** Opening DOCUMENT TEXT block **

He told me he wanted to be with me, but pushed me away when I tried to come to him. He had new priorities now, and I wasn’t included in the list.
I cried myself to sleep every night, but never actually slept. I couldn’t seem to focus on the present, and felt so sick that I couldn’t eat, and shrunk down to skin and bones. I tried to laugh whenever I found the chance, but the only thing that seemed to come out were tears. I was a zombie walking around in the shell of a very empty person.
I have never felt so alone in my life. I was so sad and helpless until everything just turned numb.
Today is completely different. I am a new woman. Not only have I gained a new strength that no one will be able to take away from me like he did, but I am also smarter and learned so many lessons from my ex. I will never, ever settle for someone who doesn’t greatly enrich my life. The sun is shining on my face today and I can actually feel its warmth on my cheeks. I have had great conversations with my grandparents and feel present while I’ve been here.
I’m not shooting to be happy every day of my life — that isn’t realistic. My focus is to be content. Now that I am free, that is exactly the way I feel. Content.
I’m absolutely amazed at the way my heart has been feeling. As soon as I got out of my last relationship I was excited to take time to myself and then eventually find someone in the area who I could see as often as I’d like. I wasn’t going to be in a long distance relationship anymore, and I would be able to experience what it was like having someone I loved in the same area as me.
Life doesn’t always work out the way you think it will.
Today I teared up because I miss someone in another country. I fell in love far sooner than I would have “liked,” and never in a million years thought I could feel this way about another person.
This long distance has been different than my last relationship, though. He is so perfectly attentive and I don’t feel like we are emotionally apart, even though we can’t see each other or even talk as much as I would like. I miss our dates and playing games together. I miss people-watching and I miss him goofing off to make me laugh.
I think of him every time I see an F-150, and I listen to Brad Paisley in the car now. I carry a piece of his heart everywhere I go, and I feel proud of him when I see an American flag waving in the wind.

** Closing DOCUMENT TEXT block **
** Opening PROVIDED INFORMATION block **

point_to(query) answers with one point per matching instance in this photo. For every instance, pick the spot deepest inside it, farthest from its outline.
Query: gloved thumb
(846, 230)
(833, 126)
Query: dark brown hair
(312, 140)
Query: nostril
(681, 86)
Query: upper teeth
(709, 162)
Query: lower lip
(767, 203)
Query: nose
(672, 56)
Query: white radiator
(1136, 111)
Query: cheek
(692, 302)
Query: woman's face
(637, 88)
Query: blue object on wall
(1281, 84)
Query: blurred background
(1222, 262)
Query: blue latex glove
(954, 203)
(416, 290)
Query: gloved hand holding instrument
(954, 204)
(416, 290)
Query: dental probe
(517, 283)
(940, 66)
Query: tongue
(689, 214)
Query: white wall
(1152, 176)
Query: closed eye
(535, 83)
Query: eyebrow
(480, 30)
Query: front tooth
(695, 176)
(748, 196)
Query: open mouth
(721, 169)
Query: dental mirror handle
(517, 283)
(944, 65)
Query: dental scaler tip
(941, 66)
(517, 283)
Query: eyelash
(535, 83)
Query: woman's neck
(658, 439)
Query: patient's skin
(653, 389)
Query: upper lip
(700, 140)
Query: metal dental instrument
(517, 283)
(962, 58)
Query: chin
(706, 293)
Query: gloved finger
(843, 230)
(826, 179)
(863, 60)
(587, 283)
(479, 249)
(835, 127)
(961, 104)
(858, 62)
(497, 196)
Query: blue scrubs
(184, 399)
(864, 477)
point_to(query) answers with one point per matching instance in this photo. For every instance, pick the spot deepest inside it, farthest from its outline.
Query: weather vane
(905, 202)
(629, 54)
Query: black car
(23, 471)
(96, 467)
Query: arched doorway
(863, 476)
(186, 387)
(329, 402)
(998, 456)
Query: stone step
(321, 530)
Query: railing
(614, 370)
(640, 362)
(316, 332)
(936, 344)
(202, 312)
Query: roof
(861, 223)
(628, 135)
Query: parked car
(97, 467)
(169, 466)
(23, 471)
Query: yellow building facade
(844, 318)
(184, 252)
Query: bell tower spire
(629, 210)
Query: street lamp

** Closing PROVIDED INFORMATION block **

#### [WHAT YOU NEED TO DO]
1. In the essay on a breakup and a new love, what does the writer say her focus is, rather than being happy every day?
2. From the essay on a breakup and a new love, return the passage that begins at the words "He told me he" and stops after the words "very empty person.".
3. Write the next part of the essay on a breakup and a new love, picking up after its final sentence.
These entries come from a separate source.

#### [SOLVED PROBLEMS]
1. Her focus is to be content.

2.
He told me he wanted to be with me, but pushed me away when I tried to come to him. He had new priorities now, and I wasn’t included in the list.
I cried myself to sleep every night, but never actually slept. I couldn’t seem to focus on the present, and felt so sick that I couldn’t eat, and shrunk down to skin and bones. I tried to laugh whenever I found the chance, but the only thing that seemed to come out were tears. I was a zombie walking around in the shell of a very empty person.

3.
I’m focusing on myself and am fully working towards my own personal goals, but I cannot help but be excited for December. I feel like a teenager again with a countdown on my phone and a name scribbled throughout my journal.
This is love in its sweetest form.
Today’s lesson: Sometimes love is having all the feelings all at once. Your heart feels like it’s about to burst, but in the best way you could ever imagine.
The crisp weather signifying the end of winter reminds me of him.
The fall before I got sick we trained for my half marathon together. We would run for hours or meet at the campus dining hall after a long run. He encouraged me and pushed me to do better. If it hadn’t been for his love of the sport I’m not sure that I would have found my new love of distance running.
It was a way to quiet my mind and enjoy the peace that nature had to offer. Nothing could touch me as I ran for hours.
Little did I know this would be one of the last times we ran together. Later I would find myself chasing someone who didn’t want to be caught — he couldn’t be caught. His heart belonged to himself and didn’t have room for another.
Chasing someone is exhausting, especially after you do it long enough. You can be the strongest person in the world, but you will eventually become emotionally drained.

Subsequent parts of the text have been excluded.